» **Tasks to perform**:
#1 The kernel patch discussion names kinds of stable kernel-owned pages that will never become HWPoisonHandlable(). List every one of them.
#2 Extend the kernel patch discussion about hwpoison handling past its final line, carrying on the explanation of the new HWPoisonKernelOwned() predicate.

— Begin Article —

Jonathan Corbet, Shuah Khan, Liam R. Howlett
In-Reply-To: <e3d023f1-ab6e-4424-b304-55f1294480c3@kernel.org>
On 2026/6/1 21:22, David Hildenbrand (Arm) wrote:
> On 6/1/26 14:28, Miaohe Lin wrote:
>> On 2026/5/27 22:06, Breno Leitao wrote:
>>> get_any_page() collapses every HWPoisonHandlable() rejection into a
>>> single -EIO via the __get_hwpoison_page() -> -EBUSY -> shake_page()
>>> -> retry path. That is correct for the transient case (a userspace
>>> folio briefly off LRU during migration or compaction, which a later
>>> shake can drag back), but wrong for stable kernel-owned pages: slab,
>>> page-table, large-kmalloc and PG_reserved pages will never become
>>> HWPoisonHandlable(), so the retry loop is wasted work and the final
>>> -EIO loses the "this is structurally unrecoverable" information.
>>> memory_failure() then maps -EIO into MF_MSG_GET_HWPOISON, which the
>>> panic-on-unrecoverable sysctl deliberately does not act on.
>>>
>>> Introduce HWPoisonKernelOwned(), a small predicate that positively
>>> identifies pages the hwpoison handler cannot recover from:
>>>
>>> HWPoisonKernelOwned(p, flags) :=
>>> !(MF_SOFT_OFFLINE && page_has_movable_ops(p)) &&
>>> (PageReserved(p) || PageSlab(p) ||
>>> PageTable(p) || PageLargeKmalloc(p))

— End Article —
— Begin Information supplied —

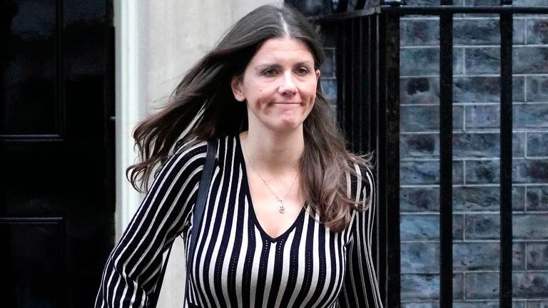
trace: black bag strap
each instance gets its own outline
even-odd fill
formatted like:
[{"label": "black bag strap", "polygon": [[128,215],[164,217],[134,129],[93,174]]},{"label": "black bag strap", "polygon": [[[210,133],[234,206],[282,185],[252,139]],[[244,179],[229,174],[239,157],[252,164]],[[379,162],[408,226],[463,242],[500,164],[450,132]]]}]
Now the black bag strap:
[{"label": "black bag strap", "polygon": [[[203,165],[203,170],[202,171],[202,178],[200,179],[200,184],[198,186],[198,197],[196,198],[196,204],[194,208],[194,218],[192,223],[192,235],[191,235],[191,246],[189,247],[189,252],[187,254],[187,265],[186,265],[186,283],[188,283],[190,277],[190,265],[191,260],[194,255],[194,248],[196,245],[196,239],[198,237],[198,232],[200,229],[200,226],[202,222],[202,217],[203,217],[203,210],[206,207],[206,201],[208,200],[208,193],[209,192],[209,185],[211,183],[211,178],[213,175],[213,165],[215,165],[215,155],[217,153],[217,140],[208,140],[208,150],[206,155],[206,164]],[[158,304],[158,299],[160,297],[160,290],[162,289],[162,283],[163,282],[163,277],[166,274],[166,268],[168,267],[168,261],[169,260],[169,256],[171,255],[171,249],[173,248],[173,244],[169,247],[168,254],[166,255],[166,260],[162,265],[162,270],[160,272],[159,280],[158,284],[154,289],[154,292],[151,294],[149,298],[149,305],[151,308],[155,308]],[[185,287],[185,289],[188,289],[188,284]],[[185,300],[186,300],[186,292],[185,292]]]},{"label": "black bag strap", "polygon": [[217,153],[217,140],[208,141],[208,154],[206,156],[206,164],[203,166],[202,172],[202,178],[200,179],[200,185],[198,188],[198,198],[194,212],[194,220],[192,223],[192,235],[191,236],[191,245],[188,247],[187,255],[187,277],[189,276],[191,262],[190,260],[194,256],[194,249],[196,246],[198,240],[198,232],[200,231],[200,226],[202,225],[202,217],[203,217],[203,210],[206,208],[206,201],[208,200],[208,193],[209,192],[209,185],[211,184],[211,178],[213,175],[213,165],[215,163],[215,155]]}]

— End Information supplied —

» **Solved problems**:
#1
- slab
- page-table
- large-kmalloc
- PG_reserved

#2
>>>
>>> The MF_SOFT_OFFLINE / page_has_movable_ops() opt-out mirrors the
>>> same exception in HWPoisonHandlable(): soft-offline is allowed to
>>> migrate movable_ops pages even though they are not on the LRU, and
>>> we must not pre-empt that with an unrecoverable verdict.
>>>
>>> The list is intentionally not exhaustive. vmalloc and kernel-stack
>>> pages, for example, do not carry a page_type bit and would need a
>>> different oracle; they keep going through the existing retry path
>>> unchanged. This is the smallest set we can identify with certainty
>>> by page type.
>>>
>>> Wire the helper into the top of get_any_page() to short-circuit
>>> those pages before the retry loop runs. On a hit, drop the caller's
>>> MF_COUNT_INCREASED reference (if any) and return -ENOTRECOVERABLE
>>> straight away. Pages outside the helper's positive list still take
>>> the existing retry path and return -EIO, leaving operator-visible
>>> behaviour for those cases unchanged.
>>>
>>> Extend the unhandlable-page pr_err() to fire for either errno and
>>> update the get_hwpoison_page() kerneldoc to document the new return.
>>>
>>> memory_failure() still folds every negative return into
>>> MF_MSG_GET_HWPOISON via its existing "else if (res < 0)" branch, so
>>> this patch on its own only changes the errno that soft_offline_page()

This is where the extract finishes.